Stored entries ▸

★ ★ ★ ★ ★

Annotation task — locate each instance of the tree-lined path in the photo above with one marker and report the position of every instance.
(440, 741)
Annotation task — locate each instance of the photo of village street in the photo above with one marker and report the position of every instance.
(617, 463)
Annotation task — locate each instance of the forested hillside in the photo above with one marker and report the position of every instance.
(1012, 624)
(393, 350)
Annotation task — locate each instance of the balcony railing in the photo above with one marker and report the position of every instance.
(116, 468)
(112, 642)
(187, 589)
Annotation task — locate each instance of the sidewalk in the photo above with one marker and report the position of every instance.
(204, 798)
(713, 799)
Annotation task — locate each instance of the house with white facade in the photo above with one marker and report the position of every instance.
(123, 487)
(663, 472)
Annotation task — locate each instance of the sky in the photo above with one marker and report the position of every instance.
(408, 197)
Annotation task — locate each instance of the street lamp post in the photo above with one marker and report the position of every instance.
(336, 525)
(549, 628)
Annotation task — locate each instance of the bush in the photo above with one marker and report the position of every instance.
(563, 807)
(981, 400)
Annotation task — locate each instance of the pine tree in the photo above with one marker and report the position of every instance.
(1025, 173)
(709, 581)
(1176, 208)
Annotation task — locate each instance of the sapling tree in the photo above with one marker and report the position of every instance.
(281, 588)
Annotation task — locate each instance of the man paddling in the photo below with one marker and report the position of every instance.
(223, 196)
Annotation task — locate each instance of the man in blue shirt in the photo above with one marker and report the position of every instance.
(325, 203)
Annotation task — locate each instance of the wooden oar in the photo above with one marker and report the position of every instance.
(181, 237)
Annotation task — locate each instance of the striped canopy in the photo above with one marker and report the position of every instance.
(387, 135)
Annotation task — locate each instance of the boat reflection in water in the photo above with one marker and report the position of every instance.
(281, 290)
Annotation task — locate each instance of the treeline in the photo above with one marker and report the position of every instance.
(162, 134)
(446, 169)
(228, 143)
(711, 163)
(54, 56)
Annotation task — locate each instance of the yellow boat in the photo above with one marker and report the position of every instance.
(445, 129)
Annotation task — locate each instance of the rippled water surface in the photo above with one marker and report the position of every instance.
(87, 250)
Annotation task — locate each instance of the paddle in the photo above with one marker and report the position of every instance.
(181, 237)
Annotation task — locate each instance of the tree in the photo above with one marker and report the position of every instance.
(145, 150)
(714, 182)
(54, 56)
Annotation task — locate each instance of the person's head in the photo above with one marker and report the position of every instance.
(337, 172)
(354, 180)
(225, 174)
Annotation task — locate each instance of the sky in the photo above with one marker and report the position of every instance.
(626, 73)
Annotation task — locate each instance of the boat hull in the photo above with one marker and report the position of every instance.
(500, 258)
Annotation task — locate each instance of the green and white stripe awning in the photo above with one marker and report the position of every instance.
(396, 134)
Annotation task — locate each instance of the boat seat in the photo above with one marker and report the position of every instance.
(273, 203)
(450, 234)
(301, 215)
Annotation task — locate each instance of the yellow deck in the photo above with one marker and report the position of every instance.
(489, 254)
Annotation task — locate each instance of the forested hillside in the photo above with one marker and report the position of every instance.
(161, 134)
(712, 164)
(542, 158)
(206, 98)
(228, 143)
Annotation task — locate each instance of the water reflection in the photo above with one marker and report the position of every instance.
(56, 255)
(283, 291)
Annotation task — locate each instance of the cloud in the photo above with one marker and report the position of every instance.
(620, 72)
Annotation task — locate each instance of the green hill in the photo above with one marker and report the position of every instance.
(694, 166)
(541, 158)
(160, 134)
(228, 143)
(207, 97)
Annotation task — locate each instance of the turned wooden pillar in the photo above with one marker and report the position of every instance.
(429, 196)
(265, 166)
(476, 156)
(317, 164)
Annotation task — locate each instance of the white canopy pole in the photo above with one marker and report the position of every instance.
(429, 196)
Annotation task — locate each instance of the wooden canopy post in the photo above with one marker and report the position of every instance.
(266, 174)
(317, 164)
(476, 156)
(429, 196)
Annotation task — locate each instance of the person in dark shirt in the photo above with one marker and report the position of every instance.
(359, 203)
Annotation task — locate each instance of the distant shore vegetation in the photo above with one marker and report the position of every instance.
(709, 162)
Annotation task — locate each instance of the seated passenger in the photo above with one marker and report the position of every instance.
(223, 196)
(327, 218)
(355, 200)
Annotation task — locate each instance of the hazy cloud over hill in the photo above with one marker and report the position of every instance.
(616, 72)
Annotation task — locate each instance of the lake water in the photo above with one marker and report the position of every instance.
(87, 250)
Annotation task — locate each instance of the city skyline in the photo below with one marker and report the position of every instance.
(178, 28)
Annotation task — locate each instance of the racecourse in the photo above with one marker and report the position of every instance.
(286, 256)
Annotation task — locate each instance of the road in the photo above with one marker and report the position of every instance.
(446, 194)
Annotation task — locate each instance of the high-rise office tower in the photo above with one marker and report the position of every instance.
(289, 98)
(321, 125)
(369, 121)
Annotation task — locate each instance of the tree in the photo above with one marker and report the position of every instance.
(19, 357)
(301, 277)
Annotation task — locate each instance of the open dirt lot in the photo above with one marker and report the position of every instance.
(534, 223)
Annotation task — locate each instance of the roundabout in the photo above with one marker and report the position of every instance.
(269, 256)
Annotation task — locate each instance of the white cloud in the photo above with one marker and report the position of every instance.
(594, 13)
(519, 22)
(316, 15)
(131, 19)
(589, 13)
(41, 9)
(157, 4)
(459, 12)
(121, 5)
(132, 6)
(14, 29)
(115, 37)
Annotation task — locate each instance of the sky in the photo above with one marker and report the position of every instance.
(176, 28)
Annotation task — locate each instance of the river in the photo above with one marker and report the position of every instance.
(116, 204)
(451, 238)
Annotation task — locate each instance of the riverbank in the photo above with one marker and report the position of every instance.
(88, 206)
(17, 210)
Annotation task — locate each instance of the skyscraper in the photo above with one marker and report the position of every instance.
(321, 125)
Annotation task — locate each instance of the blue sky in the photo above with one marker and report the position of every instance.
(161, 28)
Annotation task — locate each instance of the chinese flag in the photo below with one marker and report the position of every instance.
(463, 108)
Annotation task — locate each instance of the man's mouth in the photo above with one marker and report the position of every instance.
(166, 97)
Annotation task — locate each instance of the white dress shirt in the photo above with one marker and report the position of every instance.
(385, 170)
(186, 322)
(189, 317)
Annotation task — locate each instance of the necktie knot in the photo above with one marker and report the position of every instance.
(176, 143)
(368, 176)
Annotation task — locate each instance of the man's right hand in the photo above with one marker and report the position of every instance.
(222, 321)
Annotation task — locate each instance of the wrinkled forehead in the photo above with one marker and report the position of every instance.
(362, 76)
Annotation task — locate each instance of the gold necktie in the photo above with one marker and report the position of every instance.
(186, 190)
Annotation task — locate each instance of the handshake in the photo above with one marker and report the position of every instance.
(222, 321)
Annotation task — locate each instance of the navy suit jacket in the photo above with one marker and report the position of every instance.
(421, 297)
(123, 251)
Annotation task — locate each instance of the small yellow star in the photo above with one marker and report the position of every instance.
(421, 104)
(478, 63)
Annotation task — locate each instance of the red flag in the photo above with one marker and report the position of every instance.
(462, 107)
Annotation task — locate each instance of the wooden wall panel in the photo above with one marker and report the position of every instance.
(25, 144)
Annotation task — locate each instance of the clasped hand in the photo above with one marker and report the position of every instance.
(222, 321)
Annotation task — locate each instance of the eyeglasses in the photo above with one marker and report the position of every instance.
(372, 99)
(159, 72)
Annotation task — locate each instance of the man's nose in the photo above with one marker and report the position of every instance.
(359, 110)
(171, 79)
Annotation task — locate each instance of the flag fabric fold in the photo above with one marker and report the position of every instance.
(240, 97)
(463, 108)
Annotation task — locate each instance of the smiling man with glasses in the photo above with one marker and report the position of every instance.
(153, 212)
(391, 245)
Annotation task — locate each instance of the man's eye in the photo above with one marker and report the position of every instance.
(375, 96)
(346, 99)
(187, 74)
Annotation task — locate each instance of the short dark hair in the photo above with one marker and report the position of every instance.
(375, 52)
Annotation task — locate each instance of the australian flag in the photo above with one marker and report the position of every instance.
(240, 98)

★ ★ ★ ★ ★

Locate the line with "Annotation task — locate each instance of the eyeglasses" in the entries above; extract it and every line after it, verbatim.

Exercise answer ▸
Annotation task — locate each instance of the eyeglasses in the photo above with one marker and report the position of every instance.
(372, 99)
(159, 72)
Annotation task — locate each instance of the man's nose in the photo above with one marker and report the position of every instance.
(359, 110)
(171, 79)
Annotation task — locate each instance of the flag fabric fold in the photo above with one marker and report the position of every instance.
(240, 97)
(463, 108)
Annotation task — locate each instance of the smiling man with glasses in the photo above with one marker and report the position of every instance.
(153, 212)
(391, 245)
Annotation task — locate each instance of the man's eye in the photo above with one marker and report the position of every instance.
(375, 96)
(346, 99)
(187, 74)
Annotation task — locate each instance of the short dark hair in the photo above with one marker and report the position of every instance.
(375, 52)
Annotation task — locate each instance of the australian flag in the photo above with one marker and report the position of every instance.
(240, 98)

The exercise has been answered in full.